Each line of the data needs to be transcribed exactly.

• **Data entries**
◆ ◆ ◆ ◆ ◆ ◆ ◆

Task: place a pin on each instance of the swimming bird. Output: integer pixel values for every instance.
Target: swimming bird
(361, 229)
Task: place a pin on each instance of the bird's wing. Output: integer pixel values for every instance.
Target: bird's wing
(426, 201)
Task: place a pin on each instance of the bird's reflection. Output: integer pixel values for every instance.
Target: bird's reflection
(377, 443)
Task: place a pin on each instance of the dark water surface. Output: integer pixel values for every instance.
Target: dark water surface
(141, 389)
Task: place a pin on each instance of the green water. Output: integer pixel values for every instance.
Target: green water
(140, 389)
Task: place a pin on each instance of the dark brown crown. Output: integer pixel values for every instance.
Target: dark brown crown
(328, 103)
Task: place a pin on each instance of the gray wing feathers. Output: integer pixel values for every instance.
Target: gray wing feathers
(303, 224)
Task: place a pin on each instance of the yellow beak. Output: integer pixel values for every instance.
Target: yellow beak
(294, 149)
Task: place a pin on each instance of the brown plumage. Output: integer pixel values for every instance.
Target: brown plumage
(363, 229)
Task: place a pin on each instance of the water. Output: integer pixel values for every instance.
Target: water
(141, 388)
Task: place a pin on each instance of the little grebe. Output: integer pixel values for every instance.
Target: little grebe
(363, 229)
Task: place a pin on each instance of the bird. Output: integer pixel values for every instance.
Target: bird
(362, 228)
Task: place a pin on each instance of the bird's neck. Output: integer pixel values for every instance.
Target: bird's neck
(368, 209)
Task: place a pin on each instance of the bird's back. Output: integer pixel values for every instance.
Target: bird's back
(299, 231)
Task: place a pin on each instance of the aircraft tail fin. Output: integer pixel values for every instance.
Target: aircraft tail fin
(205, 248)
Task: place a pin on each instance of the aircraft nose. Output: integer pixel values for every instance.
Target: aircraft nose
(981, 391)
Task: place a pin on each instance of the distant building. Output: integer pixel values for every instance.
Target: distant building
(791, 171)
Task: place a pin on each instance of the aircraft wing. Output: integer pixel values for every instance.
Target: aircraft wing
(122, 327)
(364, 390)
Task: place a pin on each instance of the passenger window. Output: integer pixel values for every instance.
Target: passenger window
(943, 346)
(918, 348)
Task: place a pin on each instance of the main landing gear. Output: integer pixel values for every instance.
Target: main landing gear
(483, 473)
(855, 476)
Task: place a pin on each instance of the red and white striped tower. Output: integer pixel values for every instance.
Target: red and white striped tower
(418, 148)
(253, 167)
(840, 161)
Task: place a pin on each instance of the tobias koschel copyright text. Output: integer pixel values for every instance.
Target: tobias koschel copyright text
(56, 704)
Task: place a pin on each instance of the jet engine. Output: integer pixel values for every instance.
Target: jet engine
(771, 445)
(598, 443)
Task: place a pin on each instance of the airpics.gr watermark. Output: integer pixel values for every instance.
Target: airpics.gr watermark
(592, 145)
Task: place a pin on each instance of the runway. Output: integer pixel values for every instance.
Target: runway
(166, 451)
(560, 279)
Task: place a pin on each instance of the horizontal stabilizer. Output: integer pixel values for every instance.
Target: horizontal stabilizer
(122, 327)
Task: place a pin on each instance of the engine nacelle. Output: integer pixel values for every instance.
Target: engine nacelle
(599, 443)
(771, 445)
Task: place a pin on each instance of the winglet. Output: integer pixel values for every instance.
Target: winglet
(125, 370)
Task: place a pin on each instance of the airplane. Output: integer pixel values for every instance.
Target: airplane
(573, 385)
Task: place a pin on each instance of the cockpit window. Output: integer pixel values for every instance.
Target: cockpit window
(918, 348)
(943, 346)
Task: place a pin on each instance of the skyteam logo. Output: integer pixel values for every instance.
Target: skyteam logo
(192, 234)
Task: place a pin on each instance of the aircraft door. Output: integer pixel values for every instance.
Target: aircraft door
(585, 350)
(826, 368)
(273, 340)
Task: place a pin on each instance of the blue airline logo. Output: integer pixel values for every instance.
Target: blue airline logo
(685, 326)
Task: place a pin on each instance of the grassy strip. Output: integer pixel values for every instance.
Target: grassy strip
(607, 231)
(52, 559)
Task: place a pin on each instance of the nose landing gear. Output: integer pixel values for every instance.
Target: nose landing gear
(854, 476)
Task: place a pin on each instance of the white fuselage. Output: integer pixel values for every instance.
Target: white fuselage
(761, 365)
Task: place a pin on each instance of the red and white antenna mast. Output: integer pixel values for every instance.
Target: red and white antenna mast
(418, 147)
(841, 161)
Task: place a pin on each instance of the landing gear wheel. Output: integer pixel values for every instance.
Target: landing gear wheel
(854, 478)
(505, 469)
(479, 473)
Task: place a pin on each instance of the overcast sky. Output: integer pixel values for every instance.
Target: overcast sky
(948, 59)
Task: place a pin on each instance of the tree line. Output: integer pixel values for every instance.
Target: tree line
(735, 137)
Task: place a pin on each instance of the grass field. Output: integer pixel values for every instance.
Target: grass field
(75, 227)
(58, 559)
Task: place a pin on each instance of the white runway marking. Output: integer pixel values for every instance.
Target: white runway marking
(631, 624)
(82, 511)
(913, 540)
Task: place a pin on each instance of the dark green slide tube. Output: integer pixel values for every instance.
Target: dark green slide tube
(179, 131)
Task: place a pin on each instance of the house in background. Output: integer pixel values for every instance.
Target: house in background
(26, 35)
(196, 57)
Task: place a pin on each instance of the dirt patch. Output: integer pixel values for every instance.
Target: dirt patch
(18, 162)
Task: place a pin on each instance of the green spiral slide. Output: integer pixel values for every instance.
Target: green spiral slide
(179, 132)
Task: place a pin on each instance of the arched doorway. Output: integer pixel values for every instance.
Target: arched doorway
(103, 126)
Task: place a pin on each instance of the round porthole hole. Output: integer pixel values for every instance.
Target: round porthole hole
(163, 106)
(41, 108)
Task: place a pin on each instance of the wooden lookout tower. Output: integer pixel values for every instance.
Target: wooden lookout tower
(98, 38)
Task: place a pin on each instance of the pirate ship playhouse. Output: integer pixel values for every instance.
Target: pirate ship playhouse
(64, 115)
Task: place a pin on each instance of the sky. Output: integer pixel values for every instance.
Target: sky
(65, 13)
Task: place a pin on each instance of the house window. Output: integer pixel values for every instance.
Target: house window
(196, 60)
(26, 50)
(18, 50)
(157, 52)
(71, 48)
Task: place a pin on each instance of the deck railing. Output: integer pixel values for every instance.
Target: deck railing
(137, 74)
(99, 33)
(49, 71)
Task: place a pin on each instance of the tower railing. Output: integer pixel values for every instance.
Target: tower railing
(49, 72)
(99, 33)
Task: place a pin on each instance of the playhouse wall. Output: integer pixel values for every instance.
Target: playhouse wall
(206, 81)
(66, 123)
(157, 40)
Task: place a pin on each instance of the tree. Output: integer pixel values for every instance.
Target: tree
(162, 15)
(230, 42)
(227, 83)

◆ ◆ ◆ ◆ ◆ ◆ ◆

• **Your response**
Task: place a pin on each instance of the swimming bird. Output: integer pixel values for every instance.
Target: swimming bird
(361, 229)
Task: place a pin on each instance of the bird's wing. Output: integer pixel values for every instance.
Target: bird's wing
(426, 201)
Task: place a pin on each instance of the bird's reflection. Output: integer pixel values for every instance.
Target: bird's reflection
(377, 443)
Task: place a pin on each instance of the dark water surface. Output: integer pixel values for every instance.
Target: dark water surface
(141, 389)
Task: place a pin on each instance of the green water. Output: integer pixel values for every instance.
Target: green water
(140, 389)
Task: place a pin on each instance of the dark brown crown. Output: integer pixel values for every instance.
Target: dark brown crown
(328, 103)
Task: place a pin on each instance of the gray wing feathers. Output: integer pixel values for every instance.
Target: gray wing feathers
(303, 224)
Task: place a pin on each instance of the yellow beak. Output: integer pixel values for every instance.
Target: yellow beak
(294, 149)
Task: place a pin on each instance of the brown plumage. Output: integer pixel values for every instance.
Target: brown plumage
(363, 229)
Task: place a pin on each instance of the water. Output: integer pixel values for every instance.
Target: water
(141, 388)
Task: place a pin on each instance of the little grebe. Output: integer pixel values for every instance.
Target: little grebe
(363, 229)
Task: place a pin on each instance of the bird. Output: integer pixel values for every instance.
Target: bird
(362, 228)
Task: place a pin on each instance of the bird's neck. Output: integer pixel values for every instance.
Target: bird's neck
(368, 209)
Task: place a pin on each instance of the bird's back. Output: integer pixel values for every instance.
Target: bird's back
(299, 231)
Task: place a pin on each instance of the aircraft tail fin. Output: integer pixel values for every instance.
Target: aircraft tail fin
(205, 248)
Task: place a pin on each instance of the aircraft nose. Output: integer pixel values for every instance.
Target: aircraft nose
(981, 391)
Task: place a pin on each instance of the distant building. Output: integer pixel values for every instance.
Target: distant building
(791, 171)
Task: place a pin on each instance of the aircraft wing. Output: integer pixel values for every instance.
Target: aircraft wing
(122, 327)
(364, 390)
Task: place a pin on each instance of the passenger window. Output: integer pixel values for every instance.
Target: passenger window
(943, 346)
(918, 348)
Task: place a pin on each instance of the main landing gear. Output: integer pixel values for every instance.
Target: main landing gear
(483, 473)
(855, 476)
Task: place a pin on each instance of the red and white striped tower. Output: integer pixel values for every instance.
Target: red and white striped tower
(418, 148)
(253, 167)
(840, 161)
Task: place a pin on each instance of the tobias koschel copyright text. Output: integer pixel values for every instance.
Target: tobias koschel copyright text
(56, 704)
Task: place a pin on each instance of the jet engine. Output: integer pixel values for every instance.
Target: jet engine
(771, 445)
(598, 443)
Task: place a pin on each instance of the airpics.gr watermark. Output: integer pixel values for every instance.
Target: airpics.gr watermark
(592, 145)
Task: place a pin on each instance of the runway. Output: integer pixel values for every instance.
Target: runway
(166, 451)
(560, 279)
Task: place a pin on each instance of the horizontal stabilizer. Output: integer pixel values for every instance.
Target: horizontal stabilizer
(122, 327)
Task: place a pin on each instance of the engine nacelle. Output: integer pixel values for every instance.
Target: engine nacelle
(599, 443)
(771, 445)
Task: place a pin on each instance of the winglet. Output: integer pixel values for every instance.
Target: winglet
(125, 370)
Task: place a pin on each instance of the airplane. Output: integer pixel values for every instance.
Target: airplane
(573, 385)
Task: place a pin on each instance of the cockpit window. Output: integer pixel values for every instance.
Target: cockpit window
(918, 348)
(943, 346)
Task: place a pin on each instance of the skyteam logo. Output: integer pixel values for every instance.
Target: skyteam logo
(192, 234)
Task: place a pin on each instance of the aircraft door. Output: integer pixel values for every instance.
Target: aircraft door
(585, 350)
(826, 368)
(273, 340)
Task: place a pin on each instance of the blue airline logo. Output: integer pixel values for every instance.
Target: blue airline logo
(685, 326)
Task: place a pin on each instance of the grassy strip. Output: integer pixel values for every instance.
Target: grassy strip
(607, 231)
(52, 559)
Task: place a pin on each instance of the nose landing gear. Output: integer pixel values for every instance.
Target: nose landing gear
(854, 476)
Task: place a pin on each instance of the white fuselage. Output: integer pixel values for every instance.
Target: white fuselage
(761, 365)
Task: place a pin on each instance of the red and white antenna mast. Output: integer pixel values for every instance.
Target: red and white antenna mast
(418, 147)
(841, 161)
Task: place a pin on each instance of the landing gear wheel. Output: integer pixel values for every instance.
Target: landing gear wheel
(854, 478)
(505, 469)
(479, 473)
Task: place a pin on each instance of the overcast sky. Output: integer pixel values for every instance.
Target: overcast sky
(948, 59)
Task: place a pin on each instance of the tree line. Output: integer pixel values for every instance.
Target: tree line
(735, 137)
Task: place a pin on each instance of the grass field. Output: integer pixel values for every instance.
Target: grass field
(75, 227)
(58, 559)
Task: place a pin on each instance of the white runway marking. Output: integer pixel values for every instance.
Target: white runway marking
(631, 624)
(82, 511)
(913, 540)
Task: place a pin on each instance of the dark green slide tube. Output: integer pixel values for every instance.
Target: dark green slide tube
(179, 131)
Task: place a pin on each instance of the house in background. Output: integer pixel values for every instance.
Target: house in background
(26, 35)
(196, 57)
Task: place a pin on each instance of the dirt patch. Output: integer pixel values for every instance.
Target: dirt patch
(18, 162)
Task: place a pin on each instance of the green spiral slide. Output: integer pixel values for every instance.
Target: green spiral slide
(179, 132)
Task: place a pin on each instance of the arched doorway. Output: integer pixel values for every instance.
Target: arched doorway
(103, 126)
Task: place a pin on each instance of the round porthole hole. Output: integer pixel values for every instance.
Target: round porthole hole
(163, 106)
(41, 108)
Task: place a pin on each instance of the wooden lookout tower. Output: integer pixel values for every instance.
Target: wooden lookout tower
(98, 38)
Task: place a pin on each instance of the pirate ship playhouse. Output: integer pixel values for every instance.
Target: pirate ship playhouse
(64, 115)
Task: place a pin on each instance of the sky. Output: integer pixel values for every instance.
Target: sky
(65, 13)
Task: place a pin on each instance of the house window. Output: integer pixel values for every instance.
Target: house window
(196, 60)
(26, 50)
(18, 50)
(157, 52)
(71, 48)
Task: place a pin on each instance of the deck railing. Output: integer pixel values for every instance.
Target: deck railing
(137, 74)
(99, 33)
(49, 71)
Task: place a pin on each instance of the tower railing. Output: integer pixel values for every instance.
Target: tower railing
(49, 72)
(99, 33)
Task: place a pin on each instance of the playhouse wall. Output: integer pixel values for every instance.
Target: playhouse wall
(206, 81)
(66, 123)
(157, 40)
Task: place a pin on each instance of the tree. Output: integer pixel values for every instance.
Target: tree
(162, 15)
(230, 42)
(227, 83)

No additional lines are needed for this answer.